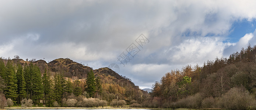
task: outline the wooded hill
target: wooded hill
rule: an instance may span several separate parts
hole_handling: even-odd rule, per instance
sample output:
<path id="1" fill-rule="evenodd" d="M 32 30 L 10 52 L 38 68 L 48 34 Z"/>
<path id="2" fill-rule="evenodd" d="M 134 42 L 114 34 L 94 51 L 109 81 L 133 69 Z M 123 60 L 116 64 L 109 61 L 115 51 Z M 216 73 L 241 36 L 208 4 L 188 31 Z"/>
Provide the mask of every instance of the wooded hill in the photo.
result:
<path id="1" fill-rule="evenodd" d="M 171 70 L 153 88 L 145 103 L 148 107 L 251 108 L 256 98 L 256 46 L 208 60 L 201 67 Z"/>
<path id="2" fill-rule="evenodd" d="M 96 85 L 91 96 L 85 90 L 86 79 L 90 72 L 96 78 L 94 83 L 97 84 L 98 79 L 101 85 Z M 43 60 L 1 58 L 0 76 L 0 92 L 18 104 L 25 98 L 32 99 L 34 105 L 51 106 L 57 102 L 64 106 L 63 101 L 79 96 L 109 102 L 118 97 L 128 103 L 133 100 L 141 102 L 148 95 L 130 79 L 108 67 L 93 70 L 68 58 L 47 63 Z"/>

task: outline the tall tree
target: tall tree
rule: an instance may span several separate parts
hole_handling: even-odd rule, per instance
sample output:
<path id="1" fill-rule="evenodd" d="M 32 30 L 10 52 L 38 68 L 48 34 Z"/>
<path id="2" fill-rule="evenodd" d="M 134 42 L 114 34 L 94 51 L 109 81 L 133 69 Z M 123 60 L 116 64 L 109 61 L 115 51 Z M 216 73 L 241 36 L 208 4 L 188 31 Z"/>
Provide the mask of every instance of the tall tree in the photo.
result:
<path id="1" fill-rule="evenodd" d="M 26 82 L 24 77 L 23 68 L 20 63 L 17 64 L 16 72 L 18 86 L 18 104 L 26 96 Z"/>
<path id="2" fill-rule="evenodd" d="M 95 79 L 95 89 L 97 92 L 97 96 L 98 99 L 99 93 L 102 92 L 102 86 L 101 86 L 101 79 L 99 77 L 97 77 Z"/>
<path id="3" fill-rule="evenodd" d="M 185 90 L 182 91 L 182 93 L 186 92 L 187 96 L 189 96 L 189 87 L 191 84 L 191 77 L 185 76 L 182 78 L 182 80 L 178 82 L 180 87 L 183 88 Z"/>
<path id="4" fill-rule="evenodd" d="M 48 107 L 52 106 L 53 101 L 53 88 L 52 81 L 50 78 L 50 76 L 47 73 L 46 69 L 42 78 L 43 88 L 43 103 Z"/>
<path id="5" fill-rule="evenodd" d="M 32 64 L 33 65 L 33 64 Z M 41 71 L 39 67 L 36 65 L 32 69 L 32 100 L 35 104 L 40 103 L 40 99 L 43 97 L 43 86 L 41 78 Z"/>
<path id="6" fill-rule="evenodd" d="M 94 94 L 95 90 L 95 78 L 94 73 L 92 70 L 91 70 L 87 74 L 86 83 L 85 85 L 85 91 L 89 94 L 89 96 L 91 97 Z"/>
<path id="7" fill-rule="evenodd" d="M 0 58 L 0 76 L 4 80 L 6 79 L 6 68 L 5 67 L 5 65 L 1 58 Z"/>
<path id="8" fill-rule="evenodd" d="M 6 66 L 6 78 L 5 82 L 6 87 L 4 89 L 4 93 L 6 98 L 10 98 L 15 103 L 17 95 L 17 79 L 15 73 L 15 69 L 13 65 L 12 61 L 8 60 Z"/>
<path id="9" fill-rule="evenodd" d="M 63 95 L 67 89 L 67 83 L 62 74 L 57 74 L 54 76 L 54 95 L 55 101 L 62 103 Z"/>

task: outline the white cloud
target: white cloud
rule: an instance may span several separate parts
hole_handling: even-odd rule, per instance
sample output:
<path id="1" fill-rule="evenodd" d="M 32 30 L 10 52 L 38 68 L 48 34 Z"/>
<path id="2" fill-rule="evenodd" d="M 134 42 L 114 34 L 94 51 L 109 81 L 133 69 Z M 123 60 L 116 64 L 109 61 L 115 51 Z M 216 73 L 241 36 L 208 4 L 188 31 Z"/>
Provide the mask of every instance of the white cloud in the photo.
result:
<path id="1" fill-rule="evenodd" d="M 68 57 L 97 68 L 116 62 L 142 33 L 150 41 L 122 73 L 148 87 L 171 69 L 256 44 L 255 32 L 235 43 L 226 41 L 234 21 L 255 20 L 255 4 L 231 0 L 1 1 L 0 54 L 49 60 Z"/>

********

Problema proposto
Duplique todas as linhas acima sem alterar nada, deixando as imagens de fora da resposta.

Resposta à tarefa
task: outline the wooded hill
target: wooded hill
rule: an instance may span several separate parts
hole_handling: even-odd rule, per instance
sample output:
<path id="1" fill-rule="evenodd" d="M 32 30 L 10 52 L 38 68 L 48 34 Z"/>
<path id="2" fill-rule="evenodd" d="M 134 42 L 114 34 L 94 51 L 109 81 L 133 69 Z M 123 60 L 116 64 L 109 61 L 115 51 Z M 216 73 L 241 36 L 208 4 L 188 31 Z"/>
Provide the mask of every instance of the wooded hill in the photo.
result:
<path id="1" fill-rule="evenodd" d="M 171 70 L 153 88 L 145 103 L 148 107 L 251 108 L 256 98 L 256 46 L 208 60 L 201 67 Z"/>
<path id="2" fill-rule="evenodd" d="M 96 85 L 91 96 L 85 90 L 86 79 L 90 72 L 96 78 L 94 83 L 97 84 L 98 79 L 101 85 Z M 43 60 L 1 58 L 0 76 L 0 92 L 18 104 L 25 98 L 32 99 L 34 105 L 51 106 L 57 102 L 64 106 L 63 101 L 79 96 L 109 102 L 118 97 L 128 103 L 133 100 L 141 102 L 148 95 L 130 79 L 108 67 L 93 70 L 68 58 L 47 63 Z"/>

task: outline the tall tree
target: tall tree
rule: an instance may span several separate parts
hole_handling: even-odd rule, per instance
sample output:
<path id="1" fill-rule="evenodd" d="M 32 30 L 10 52 L 38 68 L 48 34 Z"/>
<path id="2" fill-rule="evenodd" d="M 134 42 L 114 34 L 94 51 L 109 81 L 133 69 Z M 123 60 L 116 64 L 109 61 L 115 51 Z M 216 73 L 241 36 L 208 4 L 188 31 Z"/>
Provide the mask of every instance of the tall tree in the photo.
result:
<path id="1" fill-rule="evenodd" d="M 26 82 L 24 77 L 23 68 L 20 63 L 17 64 L 16 72 L 18 86 L 18 104 L 26 96 Z"/>
<path id="2" fill-rule="evenodd" d="M 95 79 L 95 89 L 97 92 L 97 96 L 98 99 L 99 93 L 102 92 L 102 86 L 101 86 L 101 79 L 99 77 L 97 77 Z"/>
<path id="3" fill-rule="evenodd" d="M 185 90 L 182 91 L 182 93 L 186 92 L 187 96 L 189 96 L 189 87 L 191 84 L 191 77 L 185 76 L 182 78 L 182 80 L 178 82 L 180 87 L 183 88 Z"/>
<path id="4" fill-rule="evenodd" d="M 48 107 L 52 106 L 53 101 L 53 88 L 52 81 L 50 78 L 50 76 L 47 73 L 46 69 L 42 78 L 43 88 L 43 103 Z"/>
<path id="5" fill-rule="evenodd" d="M 32 64 L 33 65 L 33 64 Z M 41 71 L 39 67 L 36 65 L 32 69 L 32 100 L 35 104 L 40 103 L 40 99 L 43 97 L 43 86 L 41 78 Z"/>
<path id="6" fill-rule="evenodd" d="M 94 94 L 95 90 L 95 78 L 94 73 L 92 70 L 91 70 L 87 74 L 86 83 L 85 85 L 85 91 L 89 94 L 89 96 L 91 97 Z"/>
<path id="7" fill-rule="evenodd" d="M 0 58 L 0 76 L 4 80 L 6 79 L 6 68 L 5 67 L 5 65 L 1 58 Z"/>
<path id="8" fill-rule="evenodd" d="M 6 66 L 6 78 L 5 82 L 6 87 L 4 89 L 4 93 L 6 98 L 10 98 L 15 103 L 17 95 L 17 79 L 15 73 L 15 69 L 13 65 L 12 61 L 8 60 Z"/>
<path id="9" fill-rule="evenodd" d="M 63 95 L 67 89 L 67 83 L 62 74 L 57 74 L 54 76 L 54 95 L 55 101 L 62 103 Z"/>

task: outline the white cloud
target: white cloud
rule: an instance may span several separate parts
hole_handling: even-odd rule, per instance
sample output:
<path id="1" fill-rule="evenodd" d="M 32 30 L 10 52 L 38 68 L 48 34 Z"/>
<path id="2" fill-rule="evenodd" d="M 134 42 L 114 34 L 94 51 L 109 81 L 133 69 Z M 123 60 L 116 64 L 109 61 L 115 51 Z M 216 73 L 241 36 L 208 4 L 188 31 Z"/>
Provide the mask of every instance of the white cloud in the photo.
result:
<path id="1" fill-rule="evenodd" d="M 68 57 L 97 68 L 116 62 L 142 33 L 150 41 L 122 73 L 148 87 L 171 69 L 256 44 L 255 32 L 235 43 L 226 41 L 234 21 L 255 20 L 255 4 L 231 0 L 1 1 L 0 54 L 49 60 Z"/>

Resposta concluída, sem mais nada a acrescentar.